Texto

* * * * * * *

El resto es cuestión de prepotencia. Correa es el tuitero más tóxico de la red. Se presenta como la última autoridad moral e intelectual de la nación, alguien con atribuciones para poner a cada quien en el lugar que él, en su altísima superioridad, ha decidido que le corresponde. Tiene las palabras “tonto”, “estúpido” e “idiota” a flor de labios, o mejor dicho de dedos, cuando le da a la tecla, y se las aplica indistintamente a cualquiera que discrepe, empezando por el presidente de la República, ese “mediocre y mentiroso” que no tiene “la decencia de decir: soy un demagogo, mentí y ofrecí idioteces”; y su equipo de gobierno, que “con sus odios, estupideces y desesperación, nos están haciendo retroceder siglos en civilización”.
Si el periodista Arturo Torres comparte un artículo sobre cómo el gobierno de Correa puso al país a depender de Rusia en materia de exportaciones bananeras, le responde que “para idiota no se estudia”. Si Alberto Acosta Burneo opina que el correísmo no quiso construir una nueva vía entre Machala y Guayaquil por razones políticas, se le burla con el meme del personaje al que se le cayó el cerebro y dice que “si las idioteces pagaran IVA” él sería “uno de los mayores contribuyentes”. Si Fernando Villavicencio exhibe documentos que muestran cómo Jorge Glas desvió los fondos de la reconstrucción de Manabí, exclama “¡Qué cantidad de idioteces habla este enfermo!”. Si el procurador Íñigo Salvador declara su intención de iniciar un proceso de repetición por el caso El Universo, lo llama “odiador, tonto y sin escrúpulos”. Si el periodista Jonnathan Carrera le recuerda, con documentos inapelables en la mano, que 585 jueces fueron destituidos en su gobierno “por no aceptar sus imposiciones”, Correa se lo saca de encima con descaro: “No quiero discutir con usted, dada su incapacidad sería perder el tiempo”.

* * * * * * *

Filas de un conjunto de datos para señalar objetos:
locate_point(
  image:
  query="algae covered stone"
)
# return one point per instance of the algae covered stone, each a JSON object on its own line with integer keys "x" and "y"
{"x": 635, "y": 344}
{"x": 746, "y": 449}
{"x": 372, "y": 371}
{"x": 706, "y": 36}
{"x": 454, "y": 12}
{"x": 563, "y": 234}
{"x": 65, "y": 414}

* * * * * * *

Actividades
**1)** Responde según el texto sobre los tuits de Correa:
(a) ¿Qué tres palabras tiene Correa "a flor de labios"?
(b) ¿Cuántos jueces fueron destituidos durante su gobierno, según el periodista Jonnathan Carrera?
(c) ¿Cómo califica Correa al procurador Íñigo Salvador?
**2)** Presenta como lista numerada todas las líneas del listado, sin incluir líneas en blanco.

Respuestas por actividad
**1)**
(a) "Tonto", "estúpido" e "idiota".
(b) 585 jueces.
(c) Lo llama "odiador, tonto y sin escrúpulos".

**2)**
1. locate_point(
2.   image:
3.   query="algae covered stone"
4. )
5. # return one point per instance of the algae covered stone, each a JSON object on its own line with integer keys "x" and "y"
6. {"x": 635, "y": 344}
7. {"x": 746, "y": 449}
8. {"x": 372, "y": 371}
9. {"x": 706, "y": 36}
10. {"x": 454, "y": 12}
11. {"x": 563, "y": 234}
12. {"x": 65, "y": 414}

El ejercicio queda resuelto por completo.